## STATED EXERCISE:
Convert the lines of the records, starting with the line that contains "Practice step: locate the bear's" and going on through the end of the records, into a Markdown table. Use the columns Row and Text, give each line a row number, and leave out blank lines.

## DATA EXCERPTS:
_ _ _ _

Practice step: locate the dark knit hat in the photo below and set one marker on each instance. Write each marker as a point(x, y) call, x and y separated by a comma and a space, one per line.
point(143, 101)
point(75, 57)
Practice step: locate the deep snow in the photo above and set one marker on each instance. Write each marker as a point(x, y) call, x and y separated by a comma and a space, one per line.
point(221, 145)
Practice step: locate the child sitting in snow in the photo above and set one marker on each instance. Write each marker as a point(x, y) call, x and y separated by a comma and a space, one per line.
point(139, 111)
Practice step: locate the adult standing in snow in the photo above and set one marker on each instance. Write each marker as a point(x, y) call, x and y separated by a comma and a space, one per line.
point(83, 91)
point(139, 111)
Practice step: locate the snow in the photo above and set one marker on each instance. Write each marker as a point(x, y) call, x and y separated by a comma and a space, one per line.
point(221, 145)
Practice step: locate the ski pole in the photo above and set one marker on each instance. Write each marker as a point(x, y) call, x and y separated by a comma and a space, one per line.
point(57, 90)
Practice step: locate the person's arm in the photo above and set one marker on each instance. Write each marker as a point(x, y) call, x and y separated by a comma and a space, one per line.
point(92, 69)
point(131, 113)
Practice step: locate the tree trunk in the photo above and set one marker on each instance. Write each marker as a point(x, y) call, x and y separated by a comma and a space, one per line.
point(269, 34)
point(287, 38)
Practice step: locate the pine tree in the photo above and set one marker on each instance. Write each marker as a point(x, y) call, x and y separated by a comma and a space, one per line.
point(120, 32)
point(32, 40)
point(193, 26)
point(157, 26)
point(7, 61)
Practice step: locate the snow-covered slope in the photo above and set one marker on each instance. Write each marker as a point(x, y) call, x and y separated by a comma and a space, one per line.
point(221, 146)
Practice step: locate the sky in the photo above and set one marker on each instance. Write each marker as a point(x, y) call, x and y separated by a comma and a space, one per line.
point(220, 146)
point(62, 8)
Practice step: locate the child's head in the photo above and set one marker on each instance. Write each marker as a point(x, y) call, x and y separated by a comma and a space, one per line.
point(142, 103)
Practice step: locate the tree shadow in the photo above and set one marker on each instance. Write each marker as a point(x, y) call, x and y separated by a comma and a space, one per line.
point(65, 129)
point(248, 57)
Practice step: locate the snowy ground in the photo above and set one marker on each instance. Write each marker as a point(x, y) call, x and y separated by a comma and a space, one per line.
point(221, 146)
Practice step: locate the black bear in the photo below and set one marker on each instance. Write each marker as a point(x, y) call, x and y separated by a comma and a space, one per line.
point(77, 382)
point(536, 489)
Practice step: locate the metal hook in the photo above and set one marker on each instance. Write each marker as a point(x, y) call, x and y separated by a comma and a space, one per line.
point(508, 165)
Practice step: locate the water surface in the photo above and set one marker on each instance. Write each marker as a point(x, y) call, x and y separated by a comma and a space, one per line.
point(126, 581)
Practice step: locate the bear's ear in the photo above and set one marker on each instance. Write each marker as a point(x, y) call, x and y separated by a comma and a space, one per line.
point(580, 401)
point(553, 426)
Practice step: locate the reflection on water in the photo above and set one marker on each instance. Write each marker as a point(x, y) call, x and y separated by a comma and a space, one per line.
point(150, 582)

_ _ _ _

## ANSWER TO THE EXERCISE:
| Row | Text |
|---|---|
| 1 | Practice step: locate the bear's ear in the photo above and set one marker on each instance. Write each marker as a point(x, y) call, x and y separated by a comma and a space, one per line. |
| 2 | point(580, 401) |
| 3 | point(553, 426) |
| 4 | Practice step: locate the reflection on water in the photo above and set one marker on each instance. Write each marker as a point(x, y) call, x and y separated by a comma and a space, one per line. |
| 5 | point(150, 582) |